# LE TUE ISTRUZIONI
Modifica tutte le voci qui sotto sostituendo ogni occorrenza di "one dot per instance" con "a single dot for each instance" e lascia invariato tutto il resto.

# DATI GREZZI
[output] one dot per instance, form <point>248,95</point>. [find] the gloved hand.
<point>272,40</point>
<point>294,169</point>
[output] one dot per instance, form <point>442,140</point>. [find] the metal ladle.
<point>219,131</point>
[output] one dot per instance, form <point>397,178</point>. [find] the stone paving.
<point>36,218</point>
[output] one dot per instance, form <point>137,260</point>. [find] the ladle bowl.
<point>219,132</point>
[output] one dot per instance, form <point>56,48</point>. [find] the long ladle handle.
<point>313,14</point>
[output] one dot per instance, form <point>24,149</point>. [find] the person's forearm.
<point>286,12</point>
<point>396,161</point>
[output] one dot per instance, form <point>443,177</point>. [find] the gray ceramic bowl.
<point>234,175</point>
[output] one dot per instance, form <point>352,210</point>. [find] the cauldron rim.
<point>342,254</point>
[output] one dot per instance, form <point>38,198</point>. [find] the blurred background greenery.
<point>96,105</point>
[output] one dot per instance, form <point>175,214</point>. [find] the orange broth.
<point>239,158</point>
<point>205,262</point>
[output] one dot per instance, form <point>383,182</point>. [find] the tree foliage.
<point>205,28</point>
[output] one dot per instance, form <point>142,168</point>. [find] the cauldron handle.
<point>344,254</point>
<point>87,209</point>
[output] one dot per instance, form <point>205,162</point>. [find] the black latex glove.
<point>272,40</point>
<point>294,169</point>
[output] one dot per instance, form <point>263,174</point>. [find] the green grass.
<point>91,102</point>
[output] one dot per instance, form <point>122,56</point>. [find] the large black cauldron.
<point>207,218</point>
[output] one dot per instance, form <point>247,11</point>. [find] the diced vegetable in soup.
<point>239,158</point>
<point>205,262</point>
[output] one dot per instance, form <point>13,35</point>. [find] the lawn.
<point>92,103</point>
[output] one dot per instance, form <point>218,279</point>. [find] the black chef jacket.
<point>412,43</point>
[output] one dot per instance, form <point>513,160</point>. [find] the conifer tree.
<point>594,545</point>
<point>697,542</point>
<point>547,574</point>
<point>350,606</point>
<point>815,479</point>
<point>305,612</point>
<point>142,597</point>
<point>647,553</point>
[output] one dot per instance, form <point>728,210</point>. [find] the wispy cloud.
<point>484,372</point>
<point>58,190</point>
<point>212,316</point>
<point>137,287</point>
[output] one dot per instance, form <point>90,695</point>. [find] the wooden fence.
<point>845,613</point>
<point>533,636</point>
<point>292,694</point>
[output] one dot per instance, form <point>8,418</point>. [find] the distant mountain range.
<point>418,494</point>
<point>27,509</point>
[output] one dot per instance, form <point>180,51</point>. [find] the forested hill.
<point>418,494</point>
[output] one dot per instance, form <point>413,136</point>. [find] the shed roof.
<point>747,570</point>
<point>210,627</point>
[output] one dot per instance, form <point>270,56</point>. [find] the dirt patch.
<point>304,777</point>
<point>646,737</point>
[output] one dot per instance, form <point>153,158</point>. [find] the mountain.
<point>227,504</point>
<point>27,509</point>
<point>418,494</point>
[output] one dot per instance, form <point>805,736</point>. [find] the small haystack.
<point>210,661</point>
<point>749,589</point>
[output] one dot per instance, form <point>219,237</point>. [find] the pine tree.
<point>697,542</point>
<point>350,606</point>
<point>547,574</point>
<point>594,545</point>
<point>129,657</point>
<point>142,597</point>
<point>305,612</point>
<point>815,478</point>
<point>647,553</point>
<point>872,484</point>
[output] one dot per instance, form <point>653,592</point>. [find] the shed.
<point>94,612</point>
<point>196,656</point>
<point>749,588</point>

# ECCO LA RISPOSTA
[output] a single dot for each instance, form <point>248,95</point>. [find] the gloved hand.
<point>272,40</point>
<point>294,169</point>
[output] a single dot for each instance, form <point>442,140</point>. [find] the metal ladle.
<point>219,131</point>
[output] a single dot for each instance, form <point>397,178</point>. [find] the stone paving.
<point>36,218</point>
[output] a single dot for each instance, form <point>137,260</point>. [find] the ladle bowl.
<point>219,132</point>
[output] a single dot for each instance, form <point>56,48</point>. [find] the long ladle handle.
<point>313,14</point>
[output] a single dot for each instance, form <point>24,149</point>. [find] the person's forearm.
<point>286,12</point>
<point>396,161</point>
[output] a single dot for each instance, form <point>443,177</point>. [find] the gray ceramic bowl.
<point>234,175</point>
[output] a single dot for each instance, form <point>352,210</point>. [find] the cauldron rim.
<point>342,254</point>
[output] a single dot for each instance, form <point>38,198</point>. [find] the blurred background greenery.
<point>96,105</point>
[output] a single dot for each instance, form <point>175,214</point>. [find] the orange broth.
<point>239,158</point>
<point>205,262</point>
[output] a single dot for each instance, form <point>383,182</point>. [find] the tree foliage.
<point>205,28</point>
[output] a single dot for each instance, form <point>142,168</point>. [find] the cauldron handle.
<point>344,254</point>
<point>87,209</point>
[output] a single dot for each instance, form <point>205,162</point>. [find] the black latex glove.
<point>272,40</point>
<point>294,169</point>
[output] a single dot for each instance, form <point>263,174</point>. [find] the green grass.
<point>91,102</point>
[output] a single dot for each instance, form <point>122,56</point>. [find] the large black cauldron.
<point>207,218</point>
[output] a single dot for each instance, form <point>247,11</point>. [find] the diced vegetable in soup.
<point>239,158</point>
<point>205,262</point>
[output] a single dot for each instance, form <point>13,35</point>. [find] the lawn.
<point>92,103</point>
[output] a single dot for each instance, form <point>218,279</point>. [find] the black chef jacket.
<point>412,43</point>
[output] a single dot for each instance, form <point>513,160</point>. [find] the conifer tree.
<point>594,545</point>
<point>697,542</point>
<point>547,574</point>
<point>350,606</point>
<point>815,479</point>
<point>305,612</point>
<point>142,597</point>
<point>647,553</point>
[output] a single dot for each instance, form <point>728,210</point>. [find] the wispy cloud.
<point>484,372</point>
<point>58,190</point>
<point>212,316</point>
<point>137,287</point>
[output] a single dot for each instance, form <point>90,695</point>. [find] the wooden fence.
<point>845,613</point>
<point>533,636</point>
<point>292,694</point>
[output] a single dot for each instance, form <point>8,418</point>. [find] the distant mountain range.
<point>418,494</point>
<point>27,509</point>
[output] a single dot for each instance, form <point>180,51</point>. [find] the forested hill.
<point>418,494</point>
[output] a single dot for each instance, form <point>413,136</point>. [find] the shed roof.
<point>747,570</point>
<point>210,627</point>
[output] a single dot for each instance, form <point>270,56</point>. [find] the dirt patch.
<point>304,777</point>
<point>646,737</point>
[output] a single dot for each instance, form <point>153,158</point>. [find] the mountain.
<point>227,504</point>
<point>27,509</point>
<point>418,494</point>
[output] a single dot for each instance, form <point>805,736</point>. [find] the small haystack.
<point>210,661</point>
<point>749,589</point>
[output] a single dot for each instance, form <point>219,237</point>. [find] the pine tree.
<point>697,542</point>
<point>350,606</point>
<point>547,574</point>
<point>594,545</point>
<point>129,657</point>
<point>142,597</point>
<point>305,612</point>
<point>815,478</point>
<point>647,553</point>
<point>872,484</point>
[output] a single dot for each instance, form <point>653,592</point>. [find] the shed.
<point>94,612</point>
<point>196,656</point>
<point>749,588</point>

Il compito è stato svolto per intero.